OBJECTIVE: Can you rewrite every record below and substitute "rectangle" for each "bounding box", keeping everything else the same and leaving the pictures out?

RECORDS:
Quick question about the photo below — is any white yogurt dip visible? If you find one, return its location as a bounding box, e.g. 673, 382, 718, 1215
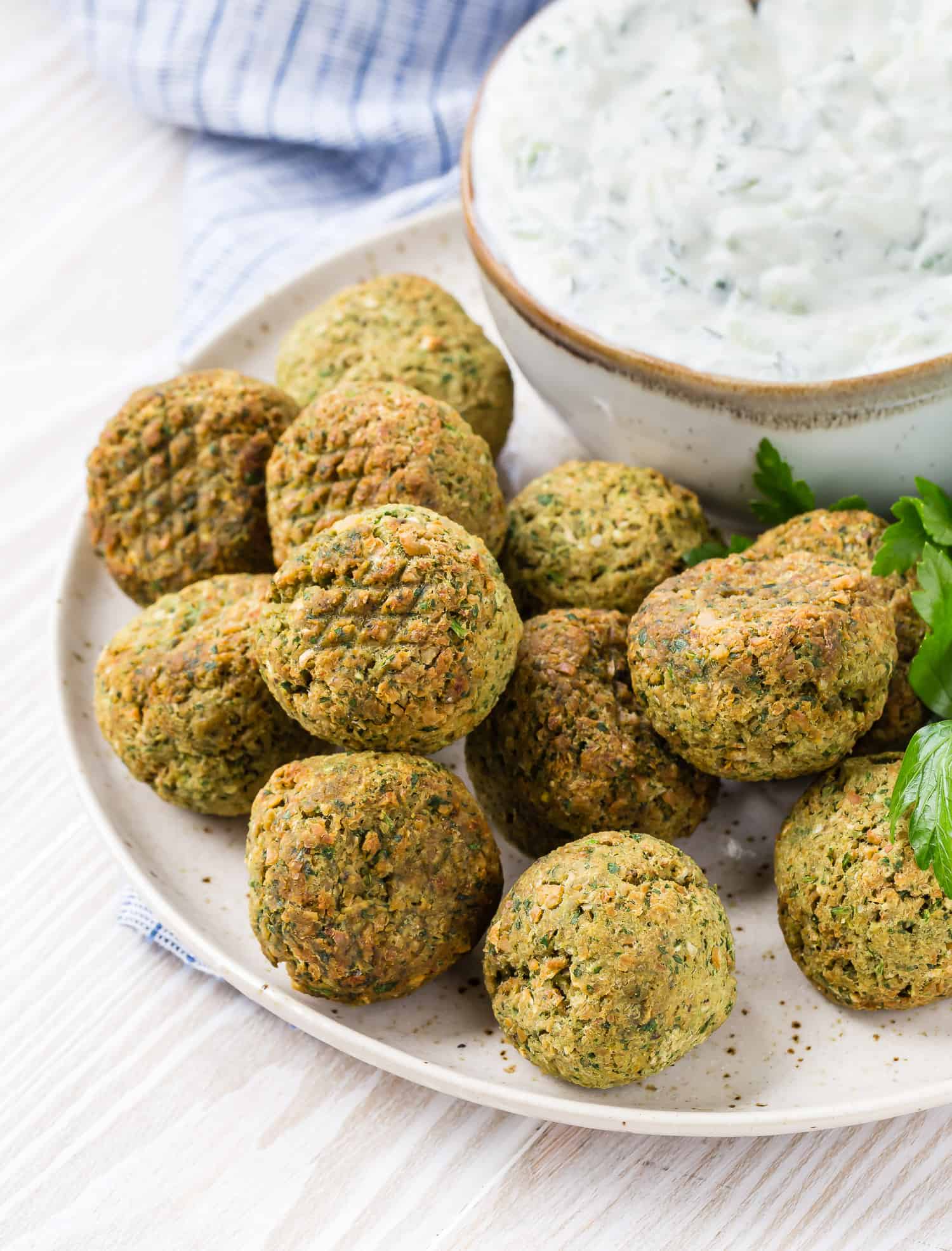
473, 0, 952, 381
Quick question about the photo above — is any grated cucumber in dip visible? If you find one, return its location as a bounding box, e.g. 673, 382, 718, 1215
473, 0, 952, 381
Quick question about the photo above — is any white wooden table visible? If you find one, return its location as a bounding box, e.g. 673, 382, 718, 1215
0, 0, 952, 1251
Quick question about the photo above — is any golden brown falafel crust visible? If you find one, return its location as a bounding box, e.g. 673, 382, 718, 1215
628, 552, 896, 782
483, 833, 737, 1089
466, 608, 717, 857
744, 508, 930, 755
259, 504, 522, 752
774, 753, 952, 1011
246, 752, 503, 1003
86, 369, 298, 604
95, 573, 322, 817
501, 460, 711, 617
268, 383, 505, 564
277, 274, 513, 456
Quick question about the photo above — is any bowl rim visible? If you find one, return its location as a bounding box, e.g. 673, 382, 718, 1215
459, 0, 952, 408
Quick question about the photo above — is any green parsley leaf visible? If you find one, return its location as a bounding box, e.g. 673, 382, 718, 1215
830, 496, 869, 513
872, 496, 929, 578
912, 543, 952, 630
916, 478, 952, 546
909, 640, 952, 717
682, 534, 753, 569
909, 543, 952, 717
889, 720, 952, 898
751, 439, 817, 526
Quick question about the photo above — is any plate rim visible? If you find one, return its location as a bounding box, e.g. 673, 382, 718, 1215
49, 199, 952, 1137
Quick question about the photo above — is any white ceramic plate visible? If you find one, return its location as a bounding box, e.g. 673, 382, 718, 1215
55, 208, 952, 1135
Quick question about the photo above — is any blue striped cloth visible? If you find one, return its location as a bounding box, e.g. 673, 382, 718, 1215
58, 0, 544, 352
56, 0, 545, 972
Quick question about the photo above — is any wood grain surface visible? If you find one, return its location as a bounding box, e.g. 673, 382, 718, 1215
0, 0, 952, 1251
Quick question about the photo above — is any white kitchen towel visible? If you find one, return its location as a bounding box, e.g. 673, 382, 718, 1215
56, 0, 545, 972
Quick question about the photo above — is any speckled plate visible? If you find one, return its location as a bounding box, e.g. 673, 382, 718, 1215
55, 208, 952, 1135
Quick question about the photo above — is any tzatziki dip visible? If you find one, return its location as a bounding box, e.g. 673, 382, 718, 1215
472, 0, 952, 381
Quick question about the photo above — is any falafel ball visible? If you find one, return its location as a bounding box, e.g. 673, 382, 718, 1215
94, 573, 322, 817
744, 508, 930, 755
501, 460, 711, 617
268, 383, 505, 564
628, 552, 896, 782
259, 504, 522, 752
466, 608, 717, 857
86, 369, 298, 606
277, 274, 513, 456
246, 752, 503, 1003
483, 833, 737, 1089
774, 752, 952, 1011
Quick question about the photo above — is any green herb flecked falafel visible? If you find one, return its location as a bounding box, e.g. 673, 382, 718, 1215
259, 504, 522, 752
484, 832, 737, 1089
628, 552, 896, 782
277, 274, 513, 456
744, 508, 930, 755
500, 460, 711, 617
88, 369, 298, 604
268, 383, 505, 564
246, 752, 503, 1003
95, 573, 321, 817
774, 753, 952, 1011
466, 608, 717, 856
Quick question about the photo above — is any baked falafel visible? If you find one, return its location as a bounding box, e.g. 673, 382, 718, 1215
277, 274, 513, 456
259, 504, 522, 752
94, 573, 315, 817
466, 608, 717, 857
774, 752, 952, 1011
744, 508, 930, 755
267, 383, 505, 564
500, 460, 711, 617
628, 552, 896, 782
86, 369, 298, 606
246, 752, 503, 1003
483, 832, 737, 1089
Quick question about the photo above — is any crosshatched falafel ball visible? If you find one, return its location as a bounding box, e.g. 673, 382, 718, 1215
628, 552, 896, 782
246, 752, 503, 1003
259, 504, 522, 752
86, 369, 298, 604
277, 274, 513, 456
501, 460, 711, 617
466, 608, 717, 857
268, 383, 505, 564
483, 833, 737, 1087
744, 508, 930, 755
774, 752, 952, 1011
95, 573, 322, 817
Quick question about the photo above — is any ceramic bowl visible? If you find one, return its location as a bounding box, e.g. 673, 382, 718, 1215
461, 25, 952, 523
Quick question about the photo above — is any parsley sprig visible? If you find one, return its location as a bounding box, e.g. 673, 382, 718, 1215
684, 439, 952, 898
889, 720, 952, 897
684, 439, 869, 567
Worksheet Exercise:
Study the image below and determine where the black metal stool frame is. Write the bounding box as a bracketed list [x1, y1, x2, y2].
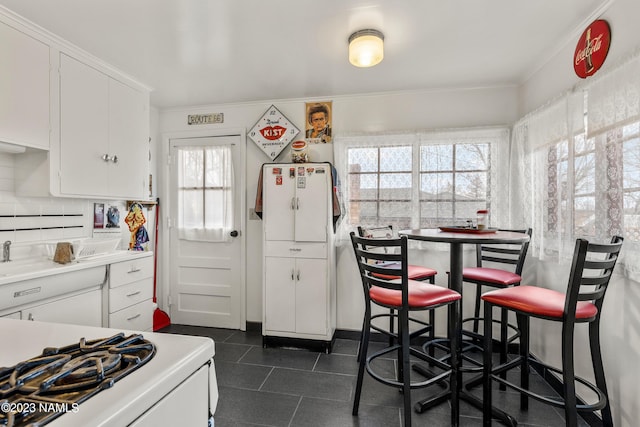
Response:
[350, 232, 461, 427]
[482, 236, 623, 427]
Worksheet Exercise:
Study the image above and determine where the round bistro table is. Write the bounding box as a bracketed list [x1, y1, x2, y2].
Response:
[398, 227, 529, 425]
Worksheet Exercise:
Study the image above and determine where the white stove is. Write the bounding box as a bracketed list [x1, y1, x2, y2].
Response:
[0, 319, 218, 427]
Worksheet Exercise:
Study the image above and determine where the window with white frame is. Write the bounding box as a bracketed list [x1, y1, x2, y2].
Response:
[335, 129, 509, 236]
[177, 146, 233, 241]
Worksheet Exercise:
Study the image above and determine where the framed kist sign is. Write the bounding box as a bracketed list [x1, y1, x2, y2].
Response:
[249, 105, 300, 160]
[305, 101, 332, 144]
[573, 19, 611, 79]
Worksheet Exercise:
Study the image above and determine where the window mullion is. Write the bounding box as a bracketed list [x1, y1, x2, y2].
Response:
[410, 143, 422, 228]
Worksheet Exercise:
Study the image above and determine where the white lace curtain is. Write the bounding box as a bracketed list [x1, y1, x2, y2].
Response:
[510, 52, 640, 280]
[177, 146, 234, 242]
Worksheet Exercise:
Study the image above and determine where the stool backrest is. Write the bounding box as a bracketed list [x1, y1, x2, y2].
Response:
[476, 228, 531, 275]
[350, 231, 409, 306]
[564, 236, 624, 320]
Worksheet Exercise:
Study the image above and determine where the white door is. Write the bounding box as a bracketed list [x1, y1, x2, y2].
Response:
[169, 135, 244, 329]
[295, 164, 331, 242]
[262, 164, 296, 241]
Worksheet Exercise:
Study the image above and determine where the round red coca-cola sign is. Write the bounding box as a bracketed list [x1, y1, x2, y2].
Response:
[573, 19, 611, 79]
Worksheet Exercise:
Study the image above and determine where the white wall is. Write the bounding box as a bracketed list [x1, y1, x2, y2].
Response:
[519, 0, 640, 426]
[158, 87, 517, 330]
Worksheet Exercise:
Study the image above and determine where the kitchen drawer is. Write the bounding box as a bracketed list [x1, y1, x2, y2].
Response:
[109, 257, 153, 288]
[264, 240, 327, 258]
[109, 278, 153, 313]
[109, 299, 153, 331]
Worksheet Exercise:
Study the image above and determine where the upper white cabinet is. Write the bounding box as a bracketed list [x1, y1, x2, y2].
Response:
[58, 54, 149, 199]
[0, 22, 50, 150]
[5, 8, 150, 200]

SOLUTION:
Quick question about the photo below — is any white yogurt dip visible? If you find one, return its location as a rectangle, e.g. 673, 382, 718, 1215
473, 0, 952, 381
Quick question about the photo above — is any grated cucumber in dip visible? If you find one, return its location as a rectangle, e.g. 673, 382, 718, 1215
473, 0, 952, 381
Quick question about the photo above — is any white wooden table visible? If you find one, return its location as a rectangle, e.g. 673, 382, 718, 1215
0, 0, 952, 1251
Quick question about the photo above — is any golden brown falafel crust visible? If you find one, return its location as a rectangle, e.g. 673, 382, 718, 1215
628, 552, 896, 782
483, 833, 737, 1089
466, 608, 717, 857
744, 508, 930, 755
259, 504, 522, 752
774, 753, 952, 1011
246, 752, 503, 1003
86, 369, 298, 604
95, 573, 322, 817
501, 460, 711, 617
268, 383, 505, 564
277, 274, 513, 456
Quick question about the photo above — is any bowl rim visible? If you find one, return its location as a rectangle, e.g. 673, 382, 718, 1215
459, 0, 952, 408
Quick question about the photo above — is any green parsley leaf visible? If you find one, return its location as a rectangle, e.g. 673, 382, 718, 1215
830, 496, 869, 513
872, 496, 929, 578
912, 543, 952, 630
916, 478, 952, 546
909, 640, 952, 717
682, 534, 753, 569
909, 543, 952, 717
889, 720, 952, 898
751, 439, 817, 526
Quick question about the photo above — is any plate rim visible? If you find one, return its location as a rectangle, e.g. 673, 382, 718, 1215
49, 199, 952, 1137
Quick question about the photo above — is any white ceramic plate visible? If you find one, return its location as a rectangle, e.g. 673, 382, 718, 1215
55, 208, 952, 1135
Quick question about the photo above — is any blue striped cloth visible? If you find one, return its location as a rectangle, e.g. 673, 382, 718, 1215
58, 0, 544, 352
56, 0, 545, 972
Quick question about the photo above — is any wood grain surface visible? If you find one, return its location as a rectangle, e.g. 673, 382, 718, 1215
0, 0, 952, 1251
Quick question about the photo above — is any white kitchen towel visible? If you find one, return its location as a rectangle, e.g. 673, 382, 718, 1215
56, 0, 545, 972
Quick question about the photo above — is any speckled plate visible? If you find one, return its location as a rectangle, e.g. 673, 382, 718, 1215
55, 208, 952, 1135
Quick question about the photo above — is any tzatziki dip visible? If you find one, return its location as a rectangle, e.g. 673, 382, 718, 1215
472, 0, 952, 381
Quick question about the photo above — is any falafel ball visible? If you find one, return its location as a rectangle, e.g. 673, 382, 718, 1215
94, 573, 322, 817
744, 508, 930, 755
501, 460, 711, 617
268, 383, 505, 564
628, 552, 896, 782
259, 504, 522, 752
466, 608, 717, 857
86, 369, 298, 606
277, 274, 513, 456
246, 752, 503, 1003
483, 833, 737, 1089
774, 752, 952, 1011
Quick question about the photo above — is any green herb flecked falafel visible? If you find one, return its location as a rectangle, e.g. 673, 382, 718, 1215
259, 504, 522, 752
484, 832, 737, 1089
628, 552, 896, 782
277, 274, 513, 456
744, 508, 930, 755
500, 460, 711, 617
88, 369, 298, 604
268, 383, 505, 564
246, 752, 503, 1003
95, 573, 321, 817
774, 753, 952, 1011
466, 608, 717, 856
Quick question about the photo above — is any baked falafel visible? If you find one, return its location as a rectangle, e.g. 673, 382, 718, 1215
277, 274, 513, 456
259, 504, 522, 752
94, 573, 315, 817
466, 608, 717, 857
774, 752, 952, 1011
744, 508, 930, 755
267, 383, 505, 564
500, 460, 711, 617
628, 552, 896, 782
86, 369, 298, 606
246, 752, 503, 1003
483, 832, 737, 1089
Quick question about the photo above — is any crosshatched falafel ball visible? If you find one, return its location as a rectangle, e.g. 673, 382, 718, 1215
628, 552, 896, 782
246, 752, 503, 1003
259, 504, 522, 752
86, 369, 298, 604
277, 274, 513, 456
501, 460, 711, 617
466, 608, 717, 857
268, 383, 505, 564
483, 833, 737, 1087
744, 508, 930, 755
774, 752, 952, 1011
95, 573, 322, 817
Quick question about the photo above — is any ceramic bowl visible? If you find one, return its location as a rectangle, e.g. 673, 382, 718, 1215
461, 25, 952, 523
Quick question about the photo above — is any parsley sprig visible? If you find one, return its location as a rectangle, e.g. 673, 382, 718, 1215
684, 439, 952, 898
889, 720, 952, 897
684, 439, 869, 567
Worksheet Exercise:
Study the image below and determine where the black metal stool frame is. Write the rectangle as a bracketed list [x1, y1, x2, y2].
Response:
[350, 232, 461, 427]
[482, 236, 623, 427]
Worksheet Exercise:
Study the image above and determine where the round bistro table is. Write the rectangle as a bracketed list [x1, y1, x2, y2].
Response:
[398, 227, 529, 425]
Worksheet Exercise:
Study the image above and determine where the white stove is. Write the rectangle as a bracketed list [x1, y1, x2, y2].
Response:
[0, 319, 218, 427]
Worksheet Exercise:
Study the image above and determine where the window with white frame is. Write the rectangle as a bracketed list [x1, y1, x2, y2].
Response:
[335, 129, 509, 236]
[177, 146, 233, 241]
Worksheet Exercise:
Study the image above and determine where the framed kist sign is. Write the rectangle as a bracketed list [x1, y1, x2, y2].
Response:
[249, 105, 300, 160]
[305, 101, 332, 144]
[573, 19, 611, 79]
Worksheet Exercise:
Study the image above and determine where the window mullion is. Write the rectangle as a bracketed list [x1, y1, x2, y2].
Response:
[410, 143, 422, 228]
Worksheet Exercise:
Study the image above and determine where the white lace curtain is. Write the rectangle as a bracketed list [x1, y1, x2, y2].
Response:
[510, 52, 640, 280]
[177, 146, 234, 242]
Worksheet Exercise:
Study the image above and determine where the stool backrest is. Write the rectangle as a bracketed list [x1, y1, x2, y2].
Response:
[476, 228, 531, 275]
[350, 231, 409, 306]
[564, 236, 624, 320]
Worksheet Exercise:
Study the image above and determine where the white door is. Write the rectangle as a bracketed list [x1, y1, x2, y2].
Response:
[169, 135, 244, 329]
[295, 164, 331, 242]
[262, 164, 296, 241]
Worksheet Exercise:
Study the image above and determine where the round red coca-cola sign is. Write the rectangle as a bracketed list [x1, y1, x2, y2].
Response:
[573, 19, 611, 79]
Worksheet Exercise:
Study the image above and determine where the white wall is. Write the rectangle as a bracketed list [x1, y1, x2, y2].
Response:
[519, 0, 640, 426]
[158, 87, 517, 330]
Worksheet Exercise:
Study the image above and determine where the kitchen drawer is. Write the rectangle as a bracketed list [x1, y1, x2, y2].
Response:
[109, 257, 153, 288]
[264, 240, 327, 258]
[109, 278, 153, 313]
[109, 299, 153, 331]
Worksheet Exercise:
Study the image above and determine where the upper white cabinet is. Write the rectangle as a bracketed list [x1, y1, x2, y2].
Response:
[58, 54, 149, 199]
[0, 22, 50, 150]
[5, 8, 150, 200]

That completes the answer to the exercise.